**About this exercise:**
Your task is to retype the lines from the opening of the material through the line that includes "box: [0, 62, 600, 361]". Do not copy the pictures.
***** Data for review
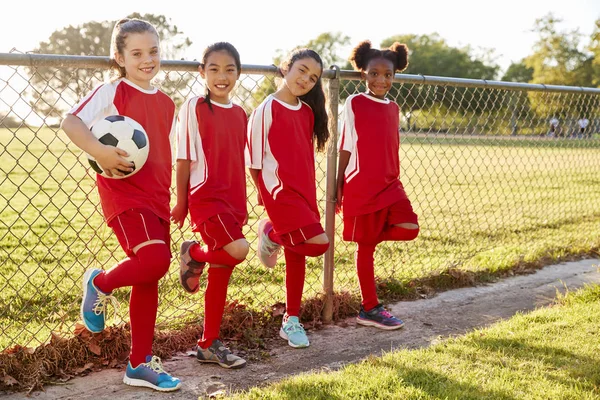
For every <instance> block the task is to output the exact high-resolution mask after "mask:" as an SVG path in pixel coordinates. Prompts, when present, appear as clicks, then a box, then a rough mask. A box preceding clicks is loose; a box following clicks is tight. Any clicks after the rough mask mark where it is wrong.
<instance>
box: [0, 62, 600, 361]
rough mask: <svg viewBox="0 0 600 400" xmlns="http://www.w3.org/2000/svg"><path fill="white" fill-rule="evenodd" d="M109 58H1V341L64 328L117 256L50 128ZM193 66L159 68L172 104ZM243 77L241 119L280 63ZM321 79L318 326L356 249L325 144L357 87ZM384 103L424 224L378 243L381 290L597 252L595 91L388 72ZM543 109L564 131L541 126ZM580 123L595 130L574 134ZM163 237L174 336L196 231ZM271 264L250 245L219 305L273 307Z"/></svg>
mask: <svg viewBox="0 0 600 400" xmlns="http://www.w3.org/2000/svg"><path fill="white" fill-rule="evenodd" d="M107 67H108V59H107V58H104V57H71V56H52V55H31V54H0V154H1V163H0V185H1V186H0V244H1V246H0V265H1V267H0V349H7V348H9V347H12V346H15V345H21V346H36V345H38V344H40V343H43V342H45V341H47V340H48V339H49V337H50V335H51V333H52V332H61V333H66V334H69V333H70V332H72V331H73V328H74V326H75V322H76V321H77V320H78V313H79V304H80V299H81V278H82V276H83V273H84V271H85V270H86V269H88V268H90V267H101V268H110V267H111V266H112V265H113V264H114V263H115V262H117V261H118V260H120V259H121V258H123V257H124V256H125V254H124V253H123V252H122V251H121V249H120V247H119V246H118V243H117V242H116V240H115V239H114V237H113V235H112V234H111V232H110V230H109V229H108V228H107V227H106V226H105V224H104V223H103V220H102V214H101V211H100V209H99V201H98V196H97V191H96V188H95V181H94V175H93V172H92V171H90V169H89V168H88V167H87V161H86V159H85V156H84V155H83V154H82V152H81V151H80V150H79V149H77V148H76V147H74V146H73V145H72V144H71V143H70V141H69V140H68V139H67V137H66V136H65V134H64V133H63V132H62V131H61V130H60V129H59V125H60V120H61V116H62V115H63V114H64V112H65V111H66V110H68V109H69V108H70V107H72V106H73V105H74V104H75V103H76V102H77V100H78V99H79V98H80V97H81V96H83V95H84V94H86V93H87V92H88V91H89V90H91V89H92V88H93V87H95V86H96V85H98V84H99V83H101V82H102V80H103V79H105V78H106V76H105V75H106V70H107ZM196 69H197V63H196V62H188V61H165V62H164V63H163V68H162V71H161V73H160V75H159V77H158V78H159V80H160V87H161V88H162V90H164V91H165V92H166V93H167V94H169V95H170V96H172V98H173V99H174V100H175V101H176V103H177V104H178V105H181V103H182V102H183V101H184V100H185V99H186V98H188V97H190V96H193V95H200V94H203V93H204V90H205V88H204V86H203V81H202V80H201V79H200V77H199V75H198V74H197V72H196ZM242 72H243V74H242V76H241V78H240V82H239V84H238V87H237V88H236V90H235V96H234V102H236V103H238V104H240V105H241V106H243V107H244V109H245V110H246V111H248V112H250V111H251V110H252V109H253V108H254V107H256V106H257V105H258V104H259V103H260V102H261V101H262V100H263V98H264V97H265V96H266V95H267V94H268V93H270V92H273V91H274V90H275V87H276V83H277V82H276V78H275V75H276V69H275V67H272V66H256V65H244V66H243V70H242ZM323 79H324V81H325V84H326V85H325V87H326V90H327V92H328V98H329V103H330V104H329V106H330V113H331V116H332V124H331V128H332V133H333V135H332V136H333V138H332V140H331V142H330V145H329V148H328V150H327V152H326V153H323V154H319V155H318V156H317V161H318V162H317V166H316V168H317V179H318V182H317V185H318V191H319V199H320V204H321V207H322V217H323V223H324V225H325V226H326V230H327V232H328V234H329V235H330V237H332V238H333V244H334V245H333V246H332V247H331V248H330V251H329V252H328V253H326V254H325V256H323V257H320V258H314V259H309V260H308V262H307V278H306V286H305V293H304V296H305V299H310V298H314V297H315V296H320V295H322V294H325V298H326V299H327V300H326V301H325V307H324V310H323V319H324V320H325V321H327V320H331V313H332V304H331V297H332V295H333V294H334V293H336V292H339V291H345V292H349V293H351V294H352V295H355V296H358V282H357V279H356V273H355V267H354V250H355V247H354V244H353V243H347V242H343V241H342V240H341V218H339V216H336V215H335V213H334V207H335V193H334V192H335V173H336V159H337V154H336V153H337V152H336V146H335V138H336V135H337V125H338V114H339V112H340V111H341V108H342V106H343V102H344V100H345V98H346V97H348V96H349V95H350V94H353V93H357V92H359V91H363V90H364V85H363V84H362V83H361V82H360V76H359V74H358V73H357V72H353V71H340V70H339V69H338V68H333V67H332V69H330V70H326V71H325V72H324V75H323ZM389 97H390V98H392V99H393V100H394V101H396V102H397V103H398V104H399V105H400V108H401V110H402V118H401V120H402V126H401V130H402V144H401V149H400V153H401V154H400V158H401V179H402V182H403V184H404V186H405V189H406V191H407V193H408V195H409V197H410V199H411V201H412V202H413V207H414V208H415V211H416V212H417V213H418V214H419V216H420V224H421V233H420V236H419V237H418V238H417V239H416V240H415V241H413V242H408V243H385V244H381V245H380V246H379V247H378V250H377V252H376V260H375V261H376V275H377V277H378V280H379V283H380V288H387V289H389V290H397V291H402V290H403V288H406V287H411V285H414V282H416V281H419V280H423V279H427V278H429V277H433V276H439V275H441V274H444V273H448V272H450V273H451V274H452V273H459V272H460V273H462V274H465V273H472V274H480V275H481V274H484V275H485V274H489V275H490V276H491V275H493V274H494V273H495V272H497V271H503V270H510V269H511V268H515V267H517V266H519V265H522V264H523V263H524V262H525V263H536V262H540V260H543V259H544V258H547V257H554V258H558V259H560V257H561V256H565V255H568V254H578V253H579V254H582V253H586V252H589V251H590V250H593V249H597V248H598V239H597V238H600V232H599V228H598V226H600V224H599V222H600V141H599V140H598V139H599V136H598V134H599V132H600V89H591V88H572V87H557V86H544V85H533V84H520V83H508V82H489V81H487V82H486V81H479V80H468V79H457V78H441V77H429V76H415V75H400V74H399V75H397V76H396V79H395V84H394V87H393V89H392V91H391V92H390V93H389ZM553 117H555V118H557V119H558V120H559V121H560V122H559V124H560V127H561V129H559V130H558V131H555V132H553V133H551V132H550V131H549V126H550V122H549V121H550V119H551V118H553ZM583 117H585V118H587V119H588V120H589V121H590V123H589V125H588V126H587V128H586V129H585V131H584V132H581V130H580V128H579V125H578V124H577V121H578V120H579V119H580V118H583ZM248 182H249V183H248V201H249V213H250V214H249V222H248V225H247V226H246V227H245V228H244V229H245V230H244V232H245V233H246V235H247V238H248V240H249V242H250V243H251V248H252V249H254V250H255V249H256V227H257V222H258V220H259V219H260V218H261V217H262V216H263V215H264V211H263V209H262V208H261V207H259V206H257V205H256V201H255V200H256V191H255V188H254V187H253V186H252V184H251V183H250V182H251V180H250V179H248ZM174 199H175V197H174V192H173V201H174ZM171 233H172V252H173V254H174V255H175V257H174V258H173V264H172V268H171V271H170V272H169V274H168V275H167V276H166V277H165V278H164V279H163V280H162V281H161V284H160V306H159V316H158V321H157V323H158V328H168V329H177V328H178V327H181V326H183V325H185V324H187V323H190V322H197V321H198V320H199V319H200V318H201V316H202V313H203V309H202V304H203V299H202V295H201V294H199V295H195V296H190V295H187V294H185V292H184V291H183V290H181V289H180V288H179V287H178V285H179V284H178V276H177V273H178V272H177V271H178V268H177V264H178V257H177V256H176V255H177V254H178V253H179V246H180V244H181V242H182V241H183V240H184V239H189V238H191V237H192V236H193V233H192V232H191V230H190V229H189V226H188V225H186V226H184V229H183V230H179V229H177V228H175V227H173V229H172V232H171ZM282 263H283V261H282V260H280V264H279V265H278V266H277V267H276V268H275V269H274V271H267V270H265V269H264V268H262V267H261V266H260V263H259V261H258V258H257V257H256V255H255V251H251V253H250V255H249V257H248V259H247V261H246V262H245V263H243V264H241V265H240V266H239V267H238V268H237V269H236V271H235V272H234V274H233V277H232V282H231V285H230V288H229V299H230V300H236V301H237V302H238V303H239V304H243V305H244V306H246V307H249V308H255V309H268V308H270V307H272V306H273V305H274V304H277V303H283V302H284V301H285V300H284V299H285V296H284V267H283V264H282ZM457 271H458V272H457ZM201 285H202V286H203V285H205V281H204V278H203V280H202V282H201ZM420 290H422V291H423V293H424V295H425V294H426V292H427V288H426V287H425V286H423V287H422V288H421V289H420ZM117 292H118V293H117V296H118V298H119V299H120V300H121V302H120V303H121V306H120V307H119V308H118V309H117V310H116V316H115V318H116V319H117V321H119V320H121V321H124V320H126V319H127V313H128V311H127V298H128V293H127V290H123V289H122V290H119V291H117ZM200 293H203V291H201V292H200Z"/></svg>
**********
**Response for this exercise:**
For every <instance> block the task is to output the exact high-resolution mask after "mask:" as an SVG path in pixel coordinates. Prompts, when present, appear as clicks, then a box, then a rough mask. A box preceding clicks is loose; a box following clicks is tight. Any clicks after the rough mask mark where it is wrong.
<instance>
box: [0, 62, 600, 361]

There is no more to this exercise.